## [LISTED RECORDS]
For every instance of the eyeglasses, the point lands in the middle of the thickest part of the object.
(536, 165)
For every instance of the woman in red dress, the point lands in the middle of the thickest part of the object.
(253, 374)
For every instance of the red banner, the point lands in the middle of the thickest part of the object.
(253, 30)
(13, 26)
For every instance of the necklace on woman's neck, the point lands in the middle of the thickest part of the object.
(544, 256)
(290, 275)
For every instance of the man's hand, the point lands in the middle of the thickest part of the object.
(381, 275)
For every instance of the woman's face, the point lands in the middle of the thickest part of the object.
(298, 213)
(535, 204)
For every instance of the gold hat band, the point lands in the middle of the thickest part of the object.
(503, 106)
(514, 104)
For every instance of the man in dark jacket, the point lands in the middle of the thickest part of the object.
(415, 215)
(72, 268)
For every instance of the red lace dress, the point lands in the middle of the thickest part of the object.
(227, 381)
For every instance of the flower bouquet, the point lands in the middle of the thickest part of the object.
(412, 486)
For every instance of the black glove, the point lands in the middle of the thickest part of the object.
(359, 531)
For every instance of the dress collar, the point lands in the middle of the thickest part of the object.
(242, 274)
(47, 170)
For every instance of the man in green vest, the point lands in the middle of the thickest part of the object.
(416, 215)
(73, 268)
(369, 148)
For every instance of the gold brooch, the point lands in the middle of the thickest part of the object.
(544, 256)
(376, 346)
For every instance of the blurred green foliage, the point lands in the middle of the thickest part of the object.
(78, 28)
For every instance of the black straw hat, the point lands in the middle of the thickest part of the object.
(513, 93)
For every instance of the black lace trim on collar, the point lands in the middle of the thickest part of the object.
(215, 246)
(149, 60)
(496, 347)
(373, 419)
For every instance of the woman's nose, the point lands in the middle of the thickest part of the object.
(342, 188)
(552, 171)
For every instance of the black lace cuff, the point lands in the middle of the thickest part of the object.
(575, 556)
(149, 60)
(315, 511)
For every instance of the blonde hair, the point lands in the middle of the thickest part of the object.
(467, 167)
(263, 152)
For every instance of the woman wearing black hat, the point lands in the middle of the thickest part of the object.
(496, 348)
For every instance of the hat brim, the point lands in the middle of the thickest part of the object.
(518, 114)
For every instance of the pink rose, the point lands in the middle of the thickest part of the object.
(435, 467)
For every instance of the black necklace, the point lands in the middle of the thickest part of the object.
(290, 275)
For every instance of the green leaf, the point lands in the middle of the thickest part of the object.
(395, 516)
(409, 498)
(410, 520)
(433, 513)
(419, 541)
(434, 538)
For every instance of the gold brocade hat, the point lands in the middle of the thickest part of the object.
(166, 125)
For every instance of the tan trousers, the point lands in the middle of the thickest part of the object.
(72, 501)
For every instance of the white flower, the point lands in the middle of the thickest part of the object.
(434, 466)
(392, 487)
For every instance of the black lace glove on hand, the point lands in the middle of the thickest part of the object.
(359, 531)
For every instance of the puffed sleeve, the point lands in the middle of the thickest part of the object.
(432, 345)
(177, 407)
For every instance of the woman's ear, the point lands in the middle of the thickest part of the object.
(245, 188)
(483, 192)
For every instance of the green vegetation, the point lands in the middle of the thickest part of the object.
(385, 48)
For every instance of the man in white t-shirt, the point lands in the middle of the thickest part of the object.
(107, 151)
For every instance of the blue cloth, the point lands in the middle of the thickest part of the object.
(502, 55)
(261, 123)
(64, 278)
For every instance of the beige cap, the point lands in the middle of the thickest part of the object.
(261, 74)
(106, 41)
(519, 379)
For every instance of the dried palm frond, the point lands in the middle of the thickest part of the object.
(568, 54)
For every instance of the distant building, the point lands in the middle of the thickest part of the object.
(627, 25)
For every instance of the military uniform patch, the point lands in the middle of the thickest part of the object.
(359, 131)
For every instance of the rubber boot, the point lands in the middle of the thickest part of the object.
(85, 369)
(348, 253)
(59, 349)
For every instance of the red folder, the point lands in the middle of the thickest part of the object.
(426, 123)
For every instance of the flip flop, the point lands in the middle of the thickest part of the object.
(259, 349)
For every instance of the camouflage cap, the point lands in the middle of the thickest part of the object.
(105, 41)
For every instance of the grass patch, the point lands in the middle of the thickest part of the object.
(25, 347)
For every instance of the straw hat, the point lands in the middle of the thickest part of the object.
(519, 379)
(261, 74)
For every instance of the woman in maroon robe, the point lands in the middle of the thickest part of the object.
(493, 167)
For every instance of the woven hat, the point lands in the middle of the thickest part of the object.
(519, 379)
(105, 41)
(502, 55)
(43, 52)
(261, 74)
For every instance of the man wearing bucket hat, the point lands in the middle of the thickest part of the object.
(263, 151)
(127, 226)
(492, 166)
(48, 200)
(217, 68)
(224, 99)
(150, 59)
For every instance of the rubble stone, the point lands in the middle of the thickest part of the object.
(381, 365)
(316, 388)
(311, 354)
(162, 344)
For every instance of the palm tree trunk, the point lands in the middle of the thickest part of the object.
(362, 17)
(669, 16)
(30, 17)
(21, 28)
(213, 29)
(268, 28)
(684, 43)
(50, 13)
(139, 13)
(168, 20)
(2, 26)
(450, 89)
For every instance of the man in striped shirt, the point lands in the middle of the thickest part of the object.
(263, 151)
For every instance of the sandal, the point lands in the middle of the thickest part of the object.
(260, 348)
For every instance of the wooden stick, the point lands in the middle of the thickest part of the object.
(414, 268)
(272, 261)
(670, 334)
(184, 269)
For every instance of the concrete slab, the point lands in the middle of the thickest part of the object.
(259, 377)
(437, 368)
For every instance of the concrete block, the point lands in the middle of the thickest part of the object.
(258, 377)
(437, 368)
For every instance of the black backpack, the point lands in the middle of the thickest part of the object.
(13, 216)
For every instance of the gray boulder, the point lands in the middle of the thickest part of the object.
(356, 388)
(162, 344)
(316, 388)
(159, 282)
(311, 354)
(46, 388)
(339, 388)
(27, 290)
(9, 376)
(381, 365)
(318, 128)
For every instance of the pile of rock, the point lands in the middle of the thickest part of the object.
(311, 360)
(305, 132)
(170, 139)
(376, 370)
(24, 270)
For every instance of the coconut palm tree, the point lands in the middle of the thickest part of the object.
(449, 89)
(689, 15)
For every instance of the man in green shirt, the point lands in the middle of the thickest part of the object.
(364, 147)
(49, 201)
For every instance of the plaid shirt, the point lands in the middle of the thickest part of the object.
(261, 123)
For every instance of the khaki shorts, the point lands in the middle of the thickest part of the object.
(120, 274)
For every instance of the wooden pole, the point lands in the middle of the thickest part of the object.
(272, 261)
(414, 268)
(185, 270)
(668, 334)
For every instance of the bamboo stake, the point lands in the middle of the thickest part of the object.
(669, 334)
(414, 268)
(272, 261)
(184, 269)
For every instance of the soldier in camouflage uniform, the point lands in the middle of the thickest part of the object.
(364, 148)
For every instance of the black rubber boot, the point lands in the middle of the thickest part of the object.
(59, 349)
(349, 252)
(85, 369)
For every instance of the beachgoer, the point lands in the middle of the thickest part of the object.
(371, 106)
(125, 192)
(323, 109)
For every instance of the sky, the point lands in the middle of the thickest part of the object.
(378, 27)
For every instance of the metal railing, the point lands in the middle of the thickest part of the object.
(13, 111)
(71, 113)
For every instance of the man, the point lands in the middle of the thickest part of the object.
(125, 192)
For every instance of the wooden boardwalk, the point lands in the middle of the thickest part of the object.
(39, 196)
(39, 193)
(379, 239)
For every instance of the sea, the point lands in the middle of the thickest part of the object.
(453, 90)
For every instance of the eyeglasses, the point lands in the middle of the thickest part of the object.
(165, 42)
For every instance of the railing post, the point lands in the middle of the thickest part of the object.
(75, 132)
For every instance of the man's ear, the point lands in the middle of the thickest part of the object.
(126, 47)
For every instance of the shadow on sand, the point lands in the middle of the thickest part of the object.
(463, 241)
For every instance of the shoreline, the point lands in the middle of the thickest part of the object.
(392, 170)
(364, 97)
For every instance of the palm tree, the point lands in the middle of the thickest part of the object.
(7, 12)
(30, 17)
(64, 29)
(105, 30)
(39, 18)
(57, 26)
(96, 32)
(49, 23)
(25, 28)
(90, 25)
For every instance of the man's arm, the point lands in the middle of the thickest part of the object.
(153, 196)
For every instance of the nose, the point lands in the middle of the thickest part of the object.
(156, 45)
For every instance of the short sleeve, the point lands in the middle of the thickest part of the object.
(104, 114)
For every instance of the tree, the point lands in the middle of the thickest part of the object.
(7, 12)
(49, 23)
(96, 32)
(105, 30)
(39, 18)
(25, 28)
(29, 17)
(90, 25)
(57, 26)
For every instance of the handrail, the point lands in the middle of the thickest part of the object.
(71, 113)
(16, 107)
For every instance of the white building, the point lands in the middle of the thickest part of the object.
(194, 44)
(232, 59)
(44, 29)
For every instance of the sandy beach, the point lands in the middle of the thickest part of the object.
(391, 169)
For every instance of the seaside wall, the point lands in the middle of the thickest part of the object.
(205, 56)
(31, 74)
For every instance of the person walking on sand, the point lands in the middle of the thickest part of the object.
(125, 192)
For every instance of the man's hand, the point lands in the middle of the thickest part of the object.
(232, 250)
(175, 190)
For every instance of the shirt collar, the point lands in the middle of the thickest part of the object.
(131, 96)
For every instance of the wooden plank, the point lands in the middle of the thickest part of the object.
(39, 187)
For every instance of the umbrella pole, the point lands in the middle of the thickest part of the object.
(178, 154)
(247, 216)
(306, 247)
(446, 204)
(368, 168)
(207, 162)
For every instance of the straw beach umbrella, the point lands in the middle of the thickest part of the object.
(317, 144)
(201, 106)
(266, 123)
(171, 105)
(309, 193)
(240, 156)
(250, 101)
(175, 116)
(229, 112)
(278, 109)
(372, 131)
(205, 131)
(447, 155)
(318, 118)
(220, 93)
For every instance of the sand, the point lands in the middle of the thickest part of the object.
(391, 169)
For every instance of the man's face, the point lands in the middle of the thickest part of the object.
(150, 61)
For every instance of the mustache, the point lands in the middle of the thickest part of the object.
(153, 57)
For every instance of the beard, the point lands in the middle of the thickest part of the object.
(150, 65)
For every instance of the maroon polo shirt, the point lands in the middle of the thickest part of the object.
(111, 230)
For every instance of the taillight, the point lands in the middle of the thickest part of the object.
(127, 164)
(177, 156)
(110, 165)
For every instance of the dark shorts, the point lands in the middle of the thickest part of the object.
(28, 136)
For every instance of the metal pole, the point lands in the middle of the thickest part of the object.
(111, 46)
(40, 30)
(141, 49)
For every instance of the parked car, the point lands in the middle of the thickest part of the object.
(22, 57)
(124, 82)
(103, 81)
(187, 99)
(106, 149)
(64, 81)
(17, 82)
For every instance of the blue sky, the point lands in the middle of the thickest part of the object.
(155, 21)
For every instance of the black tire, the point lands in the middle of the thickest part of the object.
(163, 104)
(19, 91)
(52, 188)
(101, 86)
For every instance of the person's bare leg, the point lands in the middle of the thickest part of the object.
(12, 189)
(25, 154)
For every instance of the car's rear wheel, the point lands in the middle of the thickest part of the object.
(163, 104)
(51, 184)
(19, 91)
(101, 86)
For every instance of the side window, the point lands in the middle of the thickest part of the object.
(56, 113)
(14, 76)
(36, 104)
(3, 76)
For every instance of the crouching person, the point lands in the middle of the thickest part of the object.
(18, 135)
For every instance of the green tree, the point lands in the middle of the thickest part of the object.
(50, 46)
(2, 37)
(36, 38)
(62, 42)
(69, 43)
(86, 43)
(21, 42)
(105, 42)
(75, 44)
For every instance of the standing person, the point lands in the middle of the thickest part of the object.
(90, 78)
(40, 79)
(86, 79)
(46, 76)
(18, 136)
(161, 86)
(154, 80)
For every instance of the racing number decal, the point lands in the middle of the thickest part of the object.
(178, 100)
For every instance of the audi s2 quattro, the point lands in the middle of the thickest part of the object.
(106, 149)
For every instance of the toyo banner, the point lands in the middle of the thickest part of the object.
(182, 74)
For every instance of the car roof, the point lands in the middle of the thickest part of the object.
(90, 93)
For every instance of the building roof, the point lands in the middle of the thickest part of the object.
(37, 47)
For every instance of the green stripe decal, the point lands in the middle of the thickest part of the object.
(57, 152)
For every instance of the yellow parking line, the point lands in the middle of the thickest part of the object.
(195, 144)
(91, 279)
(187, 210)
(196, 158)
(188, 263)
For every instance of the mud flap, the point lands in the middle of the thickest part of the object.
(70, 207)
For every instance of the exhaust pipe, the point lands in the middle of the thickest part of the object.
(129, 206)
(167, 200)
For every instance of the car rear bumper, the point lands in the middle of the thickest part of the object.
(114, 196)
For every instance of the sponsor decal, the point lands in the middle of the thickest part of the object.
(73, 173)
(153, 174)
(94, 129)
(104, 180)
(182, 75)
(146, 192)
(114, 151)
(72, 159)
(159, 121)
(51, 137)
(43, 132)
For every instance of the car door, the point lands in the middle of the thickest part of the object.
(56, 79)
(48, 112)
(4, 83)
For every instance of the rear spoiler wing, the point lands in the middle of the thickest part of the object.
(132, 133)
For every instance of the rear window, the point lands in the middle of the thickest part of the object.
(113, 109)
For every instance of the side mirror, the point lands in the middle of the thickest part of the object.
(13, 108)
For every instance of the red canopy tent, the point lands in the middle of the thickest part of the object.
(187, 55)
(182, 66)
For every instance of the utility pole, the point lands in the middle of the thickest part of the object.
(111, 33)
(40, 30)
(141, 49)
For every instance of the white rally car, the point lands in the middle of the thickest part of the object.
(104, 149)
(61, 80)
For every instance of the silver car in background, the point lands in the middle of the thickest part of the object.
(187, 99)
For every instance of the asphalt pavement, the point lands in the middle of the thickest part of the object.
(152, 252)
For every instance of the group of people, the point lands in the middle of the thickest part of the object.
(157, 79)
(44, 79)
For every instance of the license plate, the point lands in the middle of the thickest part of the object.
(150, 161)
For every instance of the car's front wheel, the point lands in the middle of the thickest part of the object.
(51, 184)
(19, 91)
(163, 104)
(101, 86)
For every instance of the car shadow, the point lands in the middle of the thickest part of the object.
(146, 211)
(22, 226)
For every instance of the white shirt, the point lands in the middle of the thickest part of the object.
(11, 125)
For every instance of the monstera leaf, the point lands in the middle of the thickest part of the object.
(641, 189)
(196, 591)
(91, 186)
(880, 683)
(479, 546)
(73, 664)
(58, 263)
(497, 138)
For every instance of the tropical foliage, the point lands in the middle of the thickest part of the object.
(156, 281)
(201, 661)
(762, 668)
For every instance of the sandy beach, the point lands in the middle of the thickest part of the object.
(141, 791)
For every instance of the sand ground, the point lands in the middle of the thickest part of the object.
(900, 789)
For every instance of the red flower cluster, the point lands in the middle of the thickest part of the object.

## [STATED GOAL]
Retype, exactly and only, the lines running from the one with "For every instance of the monstera" through the final line of the listing above.

## [WRITTEN ANSWER]
For every instance of the monstera leaf, the point lands in the middle of the thickest part of the object.
(641, 189)
(196, 591)
(91, 186)
(880, 683)
(479, 546)
(73, 664)
(58, 263)
(497, 138)
For every instance of the tropical foliage, the point lands in the middle of the thickest part of the object.
(156, 281)
(201, 661)
(762, 668)
For every instance of the sandy beach, the point lands in the middle of the thickest part of the object.
(141, 791)
For every instance of the sand ground, the point lands in the middle of the thickest part of the object.
(900, 789)
For every instance of the red flower cluster, the point lands in the middle of the thickest part of the object.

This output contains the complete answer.